* [TASK] Would you return the entries below word for word?

[Records from a data collection]
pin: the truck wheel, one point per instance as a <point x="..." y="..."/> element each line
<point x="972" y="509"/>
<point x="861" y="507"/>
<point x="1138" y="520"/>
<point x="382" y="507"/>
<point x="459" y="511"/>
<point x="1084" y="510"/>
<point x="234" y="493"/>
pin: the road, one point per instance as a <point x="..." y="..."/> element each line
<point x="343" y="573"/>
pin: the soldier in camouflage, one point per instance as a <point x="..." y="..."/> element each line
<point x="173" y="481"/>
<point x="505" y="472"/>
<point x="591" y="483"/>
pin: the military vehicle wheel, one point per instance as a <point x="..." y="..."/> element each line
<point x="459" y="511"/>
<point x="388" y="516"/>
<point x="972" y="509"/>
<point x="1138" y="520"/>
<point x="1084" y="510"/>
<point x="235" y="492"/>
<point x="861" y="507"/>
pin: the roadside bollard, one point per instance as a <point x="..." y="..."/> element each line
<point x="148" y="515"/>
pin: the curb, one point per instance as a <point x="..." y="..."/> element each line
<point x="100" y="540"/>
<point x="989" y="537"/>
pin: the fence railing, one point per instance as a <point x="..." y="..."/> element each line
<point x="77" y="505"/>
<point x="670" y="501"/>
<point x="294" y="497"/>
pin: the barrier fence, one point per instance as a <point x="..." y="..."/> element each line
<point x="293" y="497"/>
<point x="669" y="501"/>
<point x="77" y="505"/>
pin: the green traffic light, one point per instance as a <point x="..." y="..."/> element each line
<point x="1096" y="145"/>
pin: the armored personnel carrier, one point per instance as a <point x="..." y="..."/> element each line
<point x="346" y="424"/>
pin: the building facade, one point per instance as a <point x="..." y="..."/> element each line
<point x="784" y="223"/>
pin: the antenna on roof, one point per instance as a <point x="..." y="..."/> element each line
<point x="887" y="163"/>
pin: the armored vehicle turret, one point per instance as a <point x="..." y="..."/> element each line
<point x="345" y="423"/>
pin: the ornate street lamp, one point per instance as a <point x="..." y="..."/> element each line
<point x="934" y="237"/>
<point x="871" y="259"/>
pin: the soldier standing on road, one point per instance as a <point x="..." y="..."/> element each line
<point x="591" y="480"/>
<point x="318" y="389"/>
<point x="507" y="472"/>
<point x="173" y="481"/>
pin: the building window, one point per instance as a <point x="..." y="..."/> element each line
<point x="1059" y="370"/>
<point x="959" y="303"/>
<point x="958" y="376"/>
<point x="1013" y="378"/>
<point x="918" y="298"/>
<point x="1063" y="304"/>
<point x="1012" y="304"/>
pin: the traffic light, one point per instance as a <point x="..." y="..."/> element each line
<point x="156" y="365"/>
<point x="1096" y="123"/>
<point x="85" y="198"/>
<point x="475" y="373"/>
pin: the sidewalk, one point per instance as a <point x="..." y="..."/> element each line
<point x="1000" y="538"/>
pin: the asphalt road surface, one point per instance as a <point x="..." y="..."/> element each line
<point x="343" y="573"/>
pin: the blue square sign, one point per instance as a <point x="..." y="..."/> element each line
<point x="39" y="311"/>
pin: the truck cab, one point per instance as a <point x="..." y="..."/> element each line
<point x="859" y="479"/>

* [ANSWER FOR THE TASK]
pin: the truck wheel, one point per instance as a <point x="..." y="..."/> element each line
<point x="972" y="509"/>
<point x="861" y="507"/>
<point x="1138" y="520"/>
<point x="382" y="507"/>
<point x="459" y="511"/>
<point x="1084" y="510"/>
<point x="234" y="493"/>
pin: the road, one point per instance as a <point x="..." y="..."/> element each line
<point x="343" y="573"/>
pin: the soldier in camouflage, one point per instance as a <point x="..." y="..."/> element each line
<point x="173" y="481"/>
<point x="505" y="472"/>
<point x="591" y="483"/>
pin: the military vehicle wheel, one point per instance as a <point x="..." y="..."/> element each line
<point x="459" y="511"/>
<point x="388" y="516"/>
<point x="972" y="509"/>
<point x="1138" y="520"/>
<point x="1084" y="510"/>
<point x="235" y="492"/>
<point x="861" y="507"/>
pin: the roadside bollard, one point per instance as a <point x="..." y="..."/> element each line
<point x="148" y="515"/>
pin: the curb, one point per instance as a <point x="..." y="..."/> element each line
<point x="100" y="540"/>
<point x="989" y="537"/>
pin: the fence railing, one point per instance as a <point x="..." y="..."/> element each line
<point x="77" y="505"/>
<point x="670" y="501"/>
<point x="294" y="497"/>
pin: the barrier fence, one point per instance as a <point x="..." y="..."/> element each line
<point x="293" y="497"/>
<point x="669" y="501"/>
<point x="77" y="505"/>
pin: the green traffic light, one point per instance as a <point x="..." y="..."/> element each line
<point x="1096" y="145"/>
pin: the armored personnel carrier, one point per instance as a <point x="..." y="..."/> element each line
<point x="346" y="424"/>
pin: the building facade, one point per instance as a <point x="..." y="..."/> element each line
<point x="784" y="223"/>
pin: the antenna on roof, one point per instance as a <point x="..." y="..."/> element each line
<point x="887" y="163"/>
pin: the armored vehicle turret, one point per instance as a <point x="..." y="..."/> element each line
<point x="345" y="423"/>
pin: the ornate street lamp, one point per instance as a <point x="..." y="..."/> element each line
<point x="934" y="237"/>
<point x="871" y="259"/>
pin: the soldier standing on road, one point per instance as a <point x="..." y="..."/> element each line
<point x="591" y="480"/>
<point x="318" y="389"/>
<point x="507" y="472"/>
<point x="173" y="481"/>
pin: the building window, one point per instance as a <point x="..." y="..."/> element each line
<point x="1059" y="370"/>
<point x="959" y="303"/>
<point x="958" y="376"/>
<point x="1013" y="378"/>
<point x="918" y="298"/>
<point x="1063" y="304"/>
<point x="1012" y="304"/>
pin: the traffic light, one point per instance as a <point x="..." y="..."/> element each line
<point x="156" y="365"/>
<point x="1096" y="123"/>
<point x="85" y="198"/>
<point x="475" y="373"/>
pin: the sidewalk, one point per instance as a <point x="..." y="..."/> element each line
<point x="1000" y="538"/>
pin: the asphalt road surface, one point per instance as a <point x="..." y="..."/> element each line
<point x="343" y="573"/>
pin: the blue square sign, one point per instance as a <point x="..." y="..."/> element each line
<point x="39" y="311"/>
pin: the truck cab, one point per instance as a <point x="..." y="..."/> element each line
<point x="859" y="479"/>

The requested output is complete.